• The data:
>>>>
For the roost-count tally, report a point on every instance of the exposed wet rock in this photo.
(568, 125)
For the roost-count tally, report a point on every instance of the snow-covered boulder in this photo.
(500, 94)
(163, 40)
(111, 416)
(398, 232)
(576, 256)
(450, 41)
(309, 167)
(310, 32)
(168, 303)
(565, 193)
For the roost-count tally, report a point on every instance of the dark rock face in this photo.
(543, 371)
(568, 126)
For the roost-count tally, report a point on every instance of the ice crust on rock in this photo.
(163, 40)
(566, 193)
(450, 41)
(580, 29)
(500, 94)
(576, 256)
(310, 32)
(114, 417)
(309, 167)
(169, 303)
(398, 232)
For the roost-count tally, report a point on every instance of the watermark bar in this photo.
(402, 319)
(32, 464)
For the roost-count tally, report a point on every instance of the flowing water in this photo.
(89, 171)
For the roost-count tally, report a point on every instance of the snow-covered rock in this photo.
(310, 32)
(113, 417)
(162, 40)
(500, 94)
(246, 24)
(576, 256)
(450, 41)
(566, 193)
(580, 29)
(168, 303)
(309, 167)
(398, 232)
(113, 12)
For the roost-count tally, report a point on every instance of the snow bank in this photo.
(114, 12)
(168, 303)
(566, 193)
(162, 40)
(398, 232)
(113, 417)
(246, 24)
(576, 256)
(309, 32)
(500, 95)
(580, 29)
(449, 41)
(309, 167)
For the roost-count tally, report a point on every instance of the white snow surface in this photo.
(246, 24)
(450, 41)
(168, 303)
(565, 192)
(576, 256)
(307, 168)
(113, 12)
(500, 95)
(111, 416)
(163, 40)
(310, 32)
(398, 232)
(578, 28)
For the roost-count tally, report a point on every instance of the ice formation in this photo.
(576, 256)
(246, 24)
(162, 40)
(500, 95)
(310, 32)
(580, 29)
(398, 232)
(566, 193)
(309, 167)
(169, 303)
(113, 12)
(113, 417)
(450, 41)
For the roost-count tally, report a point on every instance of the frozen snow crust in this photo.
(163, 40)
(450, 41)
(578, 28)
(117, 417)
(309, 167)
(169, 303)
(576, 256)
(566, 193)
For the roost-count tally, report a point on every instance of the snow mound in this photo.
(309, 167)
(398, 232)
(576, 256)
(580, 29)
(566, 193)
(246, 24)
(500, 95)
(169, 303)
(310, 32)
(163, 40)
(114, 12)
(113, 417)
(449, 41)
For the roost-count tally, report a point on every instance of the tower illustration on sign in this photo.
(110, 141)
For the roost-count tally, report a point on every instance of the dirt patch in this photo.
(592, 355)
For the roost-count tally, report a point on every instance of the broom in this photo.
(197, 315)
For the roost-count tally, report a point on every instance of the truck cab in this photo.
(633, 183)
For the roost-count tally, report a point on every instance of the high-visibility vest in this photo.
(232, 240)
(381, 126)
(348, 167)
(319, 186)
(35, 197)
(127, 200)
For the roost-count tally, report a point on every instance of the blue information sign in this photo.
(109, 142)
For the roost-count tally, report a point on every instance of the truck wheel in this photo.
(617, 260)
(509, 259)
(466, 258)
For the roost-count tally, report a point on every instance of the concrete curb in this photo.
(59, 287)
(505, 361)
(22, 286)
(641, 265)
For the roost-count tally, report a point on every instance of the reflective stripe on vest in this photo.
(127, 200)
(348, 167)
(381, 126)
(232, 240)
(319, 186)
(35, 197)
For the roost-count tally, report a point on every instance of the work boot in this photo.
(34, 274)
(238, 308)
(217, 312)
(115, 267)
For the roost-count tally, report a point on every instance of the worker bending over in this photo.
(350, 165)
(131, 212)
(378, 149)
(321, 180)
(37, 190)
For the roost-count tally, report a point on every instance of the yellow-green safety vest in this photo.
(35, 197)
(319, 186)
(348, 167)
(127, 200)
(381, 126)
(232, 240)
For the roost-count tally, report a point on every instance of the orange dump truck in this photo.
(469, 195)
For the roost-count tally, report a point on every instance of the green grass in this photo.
<<<<
• What you are asked to do: Print, exactly as given, the lines from the one with "over in this photo." through the last line of the material above, and no others.

• Solution:
For the roost-count tally, report a point on every instance of the worker bending over in this photo.
(350, 165)
(131, 212)
(378, 149)
(321, 180)
(37, 190)
For the roost-count tally, report a point on every instance of the yellow-green safety vest in this photo.
(35, 197)
(319, 186)
(348, 167)
(127, 200)
(381, 126)
(232, 240)
For the roost-count tally, report a point on every instance of the orange dump truck in this photo.
(469, 195)
For the roost-count tally, report a point on every instance of the green grass in this photo.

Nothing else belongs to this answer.